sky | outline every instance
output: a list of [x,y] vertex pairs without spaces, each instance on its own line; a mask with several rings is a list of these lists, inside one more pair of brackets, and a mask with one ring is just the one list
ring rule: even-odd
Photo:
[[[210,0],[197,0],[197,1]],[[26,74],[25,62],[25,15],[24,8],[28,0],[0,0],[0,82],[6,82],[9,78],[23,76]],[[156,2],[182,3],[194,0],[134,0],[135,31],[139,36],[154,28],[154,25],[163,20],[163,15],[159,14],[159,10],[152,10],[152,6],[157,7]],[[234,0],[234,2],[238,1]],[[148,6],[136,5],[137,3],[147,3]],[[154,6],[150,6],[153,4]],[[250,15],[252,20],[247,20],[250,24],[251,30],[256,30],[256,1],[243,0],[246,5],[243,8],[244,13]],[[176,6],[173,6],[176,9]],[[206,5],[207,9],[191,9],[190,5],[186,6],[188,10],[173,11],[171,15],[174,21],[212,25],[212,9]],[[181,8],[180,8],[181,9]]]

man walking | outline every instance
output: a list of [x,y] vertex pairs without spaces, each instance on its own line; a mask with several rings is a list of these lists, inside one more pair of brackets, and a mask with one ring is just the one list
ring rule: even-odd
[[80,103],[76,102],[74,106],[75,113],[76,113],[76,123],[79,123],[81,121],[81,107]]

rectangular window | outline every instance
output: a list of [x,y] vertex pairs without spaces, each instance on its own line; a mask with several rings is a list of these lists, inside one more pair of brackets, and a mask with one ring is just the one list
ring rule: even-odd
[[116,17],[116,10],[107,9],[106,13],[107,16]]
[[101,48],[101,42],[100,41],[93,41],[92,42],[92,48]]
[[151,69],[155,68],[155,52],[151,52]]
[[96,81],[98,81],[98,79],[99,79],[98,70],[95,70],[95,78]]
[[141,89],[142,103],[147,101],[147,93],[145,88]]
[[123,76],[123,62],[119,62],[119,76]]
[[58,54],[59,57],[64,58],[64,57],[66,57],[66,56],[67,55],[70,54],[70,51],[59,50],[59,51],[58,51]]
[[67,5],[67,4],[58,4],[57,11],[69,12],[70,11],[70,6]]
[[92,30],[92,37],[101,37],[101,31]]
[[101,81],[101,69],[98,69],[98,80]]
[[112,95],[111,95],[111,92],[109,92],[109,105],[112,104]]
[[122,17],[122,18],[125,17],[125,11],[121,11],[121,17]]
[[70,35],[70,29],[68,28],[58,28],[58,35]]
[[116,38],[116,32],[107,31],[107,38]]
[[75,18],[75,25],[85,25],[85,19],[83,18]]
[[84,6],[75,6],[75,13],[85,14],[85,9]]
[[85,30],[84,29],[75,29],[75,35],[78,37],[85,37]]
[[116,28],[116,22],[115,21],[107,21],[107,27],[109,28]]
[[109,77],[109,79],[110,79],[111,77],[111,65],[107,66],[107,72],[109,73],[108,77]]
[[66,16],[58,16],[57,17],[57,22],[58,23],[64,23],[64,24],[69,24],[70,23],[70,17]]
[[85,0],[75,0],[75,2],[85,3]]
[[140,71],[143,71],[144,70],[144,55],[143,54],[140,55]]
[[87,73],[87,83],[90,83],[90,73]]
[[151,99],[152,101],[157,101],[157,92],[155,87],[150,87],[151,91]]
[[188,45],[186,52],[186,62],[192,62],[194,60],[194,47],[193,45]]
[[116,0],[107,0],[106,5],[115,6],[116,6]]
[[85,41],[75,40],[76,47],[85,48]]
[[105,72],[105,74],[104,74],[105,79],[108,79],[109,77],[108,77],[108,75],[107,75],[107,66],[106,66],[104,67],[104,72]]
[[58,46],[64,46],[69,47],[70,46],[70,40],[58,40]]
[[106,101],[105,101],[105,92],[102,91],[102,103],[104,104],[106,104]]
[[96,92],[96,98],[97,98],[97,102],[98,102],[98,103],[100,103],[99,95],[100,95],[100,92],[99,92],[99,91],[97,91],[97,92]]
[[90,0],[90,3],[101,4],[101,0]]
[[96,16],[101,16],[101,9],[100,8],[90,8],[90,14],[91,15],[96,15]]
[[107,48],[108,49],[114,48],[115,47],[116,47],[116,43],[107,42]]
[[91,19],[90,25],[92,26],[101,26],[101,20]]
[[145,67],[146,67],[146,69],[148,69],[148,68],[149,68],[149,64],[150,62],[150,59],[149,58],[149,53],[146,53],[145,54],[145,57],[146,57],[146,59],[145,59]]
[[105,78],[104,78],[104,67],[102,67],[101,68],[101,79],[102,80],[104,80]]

****************************************

To do:
Copy the listing from the line with "rectangular window | outline every instance" up to and including the line with "[[141,89],[142,103],[147,101],[147,93],[145,88]]", shifting every coordinate in the outlines by -6 and keeping all other lines unchanged.

Finished task:
rectangular window | outline every instance
output: a list of [x,y] vertex pairs without spaces, each instance on its own line; a mask with several rings is a list of these lists, inside one more pair of brackets, and a mask with one ring is just the one list
ring rule: even-odd
[[110,11],[110,4],[101,3],[100,7],[101,10]]
[[95,42],[95,36],[94,35],[87,35],[86,36],[86,42]]
[[145,63],[149,62],[149,46],[145,46]]
[[90,75],[92,75],[92,73],[93,73],[92,64],[89,64],[89,72]]
[[135,83],[136,97],[141,95],[141,87],[139,82]]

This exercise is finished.